Gather every line from the entries below that includes "bathtub".

### Information provided:
####

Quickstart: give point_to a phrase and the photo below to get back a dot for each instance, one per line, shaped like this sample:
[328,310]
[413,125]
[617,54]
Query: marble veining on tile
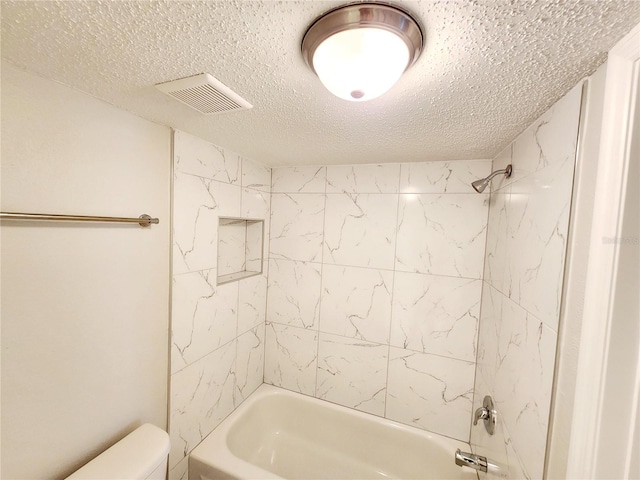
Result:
[430,392]
[442,234]
[217,331]
[201,158]
[356,302]
[352,373]
[434,314]
[298,180]
[294,293]
[360,230]
[524,267]
[204,316]
[249,368]
[363,178]
[198,202]
[442,177]
[201,397]
[297,226]
[291,358]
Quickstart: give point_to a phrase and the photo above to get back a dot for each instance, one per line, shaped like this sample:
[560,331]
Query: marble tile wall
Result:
[375,278]
[217,332]
[524,265]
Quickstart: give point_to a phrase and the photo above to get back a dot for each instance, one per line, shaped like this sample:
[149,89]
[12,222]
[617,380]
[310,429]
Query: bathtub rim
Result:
[216,441]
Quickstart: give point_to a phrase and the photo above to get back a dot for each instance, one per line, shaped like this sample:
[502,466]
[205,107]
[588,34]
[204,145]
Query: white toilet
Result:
[140,455]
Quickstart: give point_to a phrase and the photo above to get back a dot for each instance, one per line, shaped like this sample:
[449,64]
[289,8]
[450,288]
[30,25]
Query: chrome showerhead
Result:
[480,185]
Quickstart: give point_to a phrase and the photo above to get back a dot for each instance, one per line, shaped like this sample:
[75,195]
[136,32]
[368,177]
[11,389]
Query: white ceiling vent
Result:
[204,93]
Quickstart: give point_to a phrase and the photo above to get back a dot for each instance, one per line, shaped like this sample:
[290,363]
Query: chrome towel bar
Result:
[143,220]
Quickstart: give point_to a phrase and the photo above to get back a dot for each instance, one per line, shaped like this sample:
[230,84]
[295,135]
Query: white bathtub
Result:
[277,434]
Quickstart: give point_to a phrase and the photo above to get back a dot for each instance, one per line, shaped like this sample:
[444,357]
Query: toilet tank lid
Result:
[136,456]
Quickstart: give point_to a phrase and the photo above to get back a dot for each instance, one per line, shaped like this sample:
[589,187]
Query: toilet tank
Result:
[140,455]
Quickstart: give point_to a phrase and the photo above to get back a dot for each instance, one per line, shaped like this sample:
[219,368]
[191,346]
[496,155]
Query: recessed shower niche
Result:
[240,248]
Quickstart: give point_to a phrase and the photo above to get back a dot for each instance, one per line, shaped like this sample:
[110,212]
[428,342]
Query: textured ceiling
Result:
[490,67]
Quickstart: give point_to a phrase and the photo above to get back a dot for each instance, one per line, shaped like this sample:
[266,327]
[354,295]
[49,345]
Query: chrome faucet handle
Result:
[481,414]
[487,413]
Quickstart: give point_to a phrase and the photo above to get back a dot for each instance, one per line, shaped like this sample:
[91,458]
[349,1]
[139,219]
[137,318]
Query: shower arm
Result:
[505,171]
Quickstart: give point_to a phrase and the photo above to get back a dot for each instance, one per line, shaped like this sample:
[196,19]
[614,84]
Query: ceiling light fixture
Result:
[360,51]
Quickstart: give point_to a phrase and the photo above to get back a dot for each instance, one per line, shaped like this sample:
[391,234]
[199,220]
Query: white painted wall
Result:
[84,306]
[576,275]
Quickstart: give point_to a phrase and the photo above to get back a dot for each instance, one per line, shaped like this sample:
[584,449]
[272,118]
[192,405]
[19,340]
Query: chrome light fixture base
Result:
[372,16]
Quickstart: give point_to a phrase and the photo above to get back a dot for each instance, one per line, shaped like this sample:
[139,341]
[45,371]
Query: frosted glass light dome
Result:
[361,64]
[360,51]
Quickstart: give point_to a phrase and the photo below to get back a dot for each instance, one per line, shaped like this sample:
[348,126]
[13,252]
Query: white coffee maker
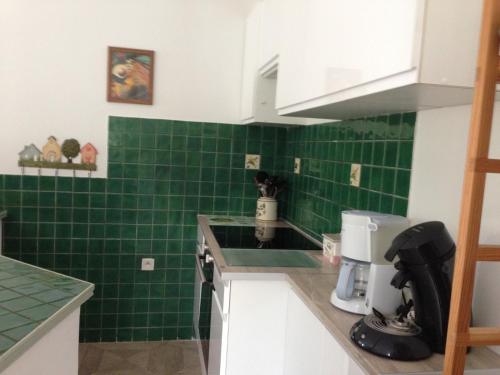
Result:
[365,276]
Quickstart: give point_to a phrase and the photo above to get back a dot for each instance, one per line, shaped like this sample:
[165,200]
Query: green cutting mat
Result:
[268,258]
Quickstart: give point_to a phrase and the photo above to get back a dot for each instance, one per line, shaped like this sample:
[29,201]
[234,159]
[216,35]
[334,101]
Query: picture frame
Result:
[130,75]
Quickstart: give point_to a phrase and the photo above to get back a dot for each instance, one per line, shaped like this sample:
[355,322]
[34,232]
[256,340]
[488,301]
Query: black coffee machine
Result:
[419,327]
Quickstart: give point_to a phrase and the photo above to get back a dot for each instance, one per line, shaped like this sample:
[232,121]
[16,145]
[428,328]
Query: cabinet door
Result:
[310,348]
[250,63]
[345,43]
[304,335]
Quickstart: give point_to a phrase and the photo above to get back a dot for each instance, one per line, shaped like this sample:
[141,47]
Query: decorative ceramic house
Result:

####

### Answer to the problem:
Query: bathtub rim
Query: white bathtub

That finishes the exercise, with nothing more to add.